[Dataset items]
= = =
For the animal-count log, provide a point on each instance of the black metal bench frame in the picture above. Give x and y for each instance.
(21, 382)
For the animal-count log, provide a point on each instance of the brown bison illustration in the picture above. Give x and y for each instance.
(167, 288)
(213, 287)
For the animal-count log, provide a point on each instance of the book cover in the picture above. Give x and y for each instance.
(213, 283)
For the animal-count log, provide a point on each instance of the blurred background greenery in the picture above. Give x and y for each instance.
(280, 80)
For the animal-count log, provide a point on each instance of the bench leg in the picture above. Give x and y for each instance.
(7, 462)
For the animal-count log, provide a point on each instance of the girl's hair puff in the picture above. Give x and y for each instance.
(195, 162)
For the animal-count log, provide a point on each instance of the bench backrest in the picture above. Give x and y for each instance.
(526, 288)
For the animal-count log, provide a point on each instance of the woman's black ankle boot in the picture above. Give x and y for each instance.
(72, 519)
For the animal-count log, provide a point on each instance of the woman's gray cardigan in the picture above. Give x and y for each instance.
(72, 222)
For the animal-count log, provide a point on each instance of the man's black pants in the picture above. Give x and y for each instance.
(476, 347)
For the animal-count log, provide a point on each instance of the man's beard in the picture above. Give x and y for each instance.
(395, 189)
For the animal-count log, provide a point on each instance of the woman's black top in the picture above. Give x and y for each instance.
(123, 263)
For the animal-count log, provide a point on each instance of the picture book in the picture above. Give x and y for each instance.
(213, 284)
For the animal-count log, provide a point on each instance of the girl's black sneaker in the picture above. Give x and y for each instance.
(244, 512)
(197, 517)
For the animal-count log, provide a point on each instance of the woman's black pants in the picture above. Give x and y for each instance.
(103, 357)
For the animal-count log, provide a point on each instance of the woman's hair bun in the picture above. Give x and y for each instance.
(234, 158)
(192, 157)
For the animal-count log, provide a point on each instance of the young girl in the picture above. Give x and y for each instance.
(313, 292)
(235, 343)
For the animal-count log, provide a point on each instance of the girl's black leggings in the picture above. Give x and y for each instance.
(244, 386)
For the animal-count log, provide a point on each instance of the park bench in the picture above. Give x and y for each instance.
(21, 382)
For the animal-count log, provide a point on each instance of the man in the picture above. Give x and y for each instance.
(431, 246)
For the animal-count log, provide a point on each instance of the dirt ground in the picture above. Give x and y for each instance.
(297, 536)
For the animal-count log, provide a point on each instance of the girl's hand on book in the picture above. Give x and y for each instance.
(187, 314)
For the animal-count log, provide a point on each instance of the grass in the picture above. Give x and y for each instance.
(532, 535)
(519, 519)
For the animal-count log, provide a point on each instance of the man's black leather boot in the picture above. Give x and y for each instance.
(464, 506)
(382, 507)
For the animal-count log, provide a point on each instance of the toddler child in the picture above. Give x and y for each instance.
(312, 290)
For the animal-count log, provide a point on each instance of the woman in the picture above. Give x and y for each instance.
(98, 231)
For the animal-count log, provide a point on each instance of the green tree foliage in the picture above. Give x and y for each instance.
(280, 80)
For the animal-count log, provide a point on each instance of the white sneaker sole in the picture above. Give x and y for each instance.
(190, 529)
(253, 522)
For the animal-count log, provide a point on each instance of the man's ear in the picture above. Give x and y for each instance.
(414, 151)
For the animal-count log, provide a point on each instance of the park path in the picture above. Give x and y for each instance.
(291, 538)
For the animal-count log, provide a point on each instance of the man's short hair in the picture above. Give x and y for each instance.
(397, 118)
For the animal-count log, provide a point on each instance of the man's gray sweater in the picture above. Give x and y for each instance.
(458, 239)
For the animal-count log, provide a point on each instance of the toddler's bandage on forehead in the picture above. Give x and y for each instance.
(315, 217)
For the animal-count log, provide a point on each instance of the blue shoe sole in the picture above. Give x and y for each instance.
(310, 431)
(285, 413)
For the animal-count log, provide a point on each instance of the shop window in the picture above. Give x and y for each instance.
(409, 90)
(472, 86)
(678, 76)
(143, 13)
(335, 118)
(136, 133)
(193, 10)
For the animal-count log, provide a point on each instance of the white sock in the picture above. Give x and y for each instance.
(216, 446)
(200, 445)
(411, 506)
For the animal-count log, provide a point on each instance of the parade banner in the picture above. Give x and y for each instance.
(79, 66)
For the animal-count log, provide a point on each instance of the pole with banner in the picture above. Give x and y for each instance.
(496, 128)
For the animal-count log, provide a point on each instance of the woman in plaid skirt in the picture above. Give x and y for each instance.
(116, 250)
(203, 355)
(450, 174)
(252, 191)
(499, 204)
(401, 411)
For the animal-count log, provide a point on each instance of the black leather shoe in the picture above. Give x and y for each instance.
= = =
§ **Task details**
Express the lines from the one containing "the man's ear" through the final line, inclusive, as a JSON list of strings with one string per line, and omit any blank lines.

§ **Exercise solution**
[
  "For the animal-count log, provide a point on each instance of the man's ear in the picture above. Give x and y for each instance.",
  "(414, 151)",
  "For the animal-count log, provide a point on each instance of the park path in the picture above. Give x and y for each instance.",
  "(291, 538)",
  "For the animal-count log, provide a point on each instance of the man's short hair in the picture above. Give x and y for each instance.",
  "(397, 118)",
  "For the animal-count log, provide a point on each instance of the man's gray sweater in the picture above. Give x and y for each instance.",
  "(458, 239)",
  "For the animal-count log, provide a point on each instance of the toddler's bandage on forehead in the picture above. Give x and y for each instance.",
  "(315, 217)",
  "For the animal-count log, provide a point on each instance of the blue shoe sole in the picture above. Give x and y for each instance.",
  "(310, 431)",
  "(285, 413)",
  "For the animal-count log, provide a point on each instance of the shop window in the picture above. Give x and y for each instance.",
  "(409, 90)",
  "(472, 86)",
  "(678, 76)",
  "(143, 13)",
  "(335, 118)",
  "(136, 133)",
  "(193, 10)",
  "For the animal-count log, provide a point on each instance of the white sock in the picture above. Give x and y for each instance.",
  "(216, 446)",
  "(200, 445)",
  "(411, 506)",
  "For the animal-count log, provide a point on each instance of the parade banner in the picture above. Give x and y for each instance.",
  "(79, 66)",
  "For the animal-count log, provide a point on each instance of the pole with banner in the picture above. Give x and y for each instance.",
  "(496, 128)",
  "For the animal-count log, provide a point on each instance of the woman in plaid skirt in the picture above. Give x and y for each instance.",
  "(116, 250)",
  "(203, 355)",
  "(450, 174)",
  "(252, 191)",
  "(499, 204)",
  "(401, 411)",
  "For the animal-count log, provide a point on each instance of the black leather shoe in the picture above. Give x and y for each instance."
]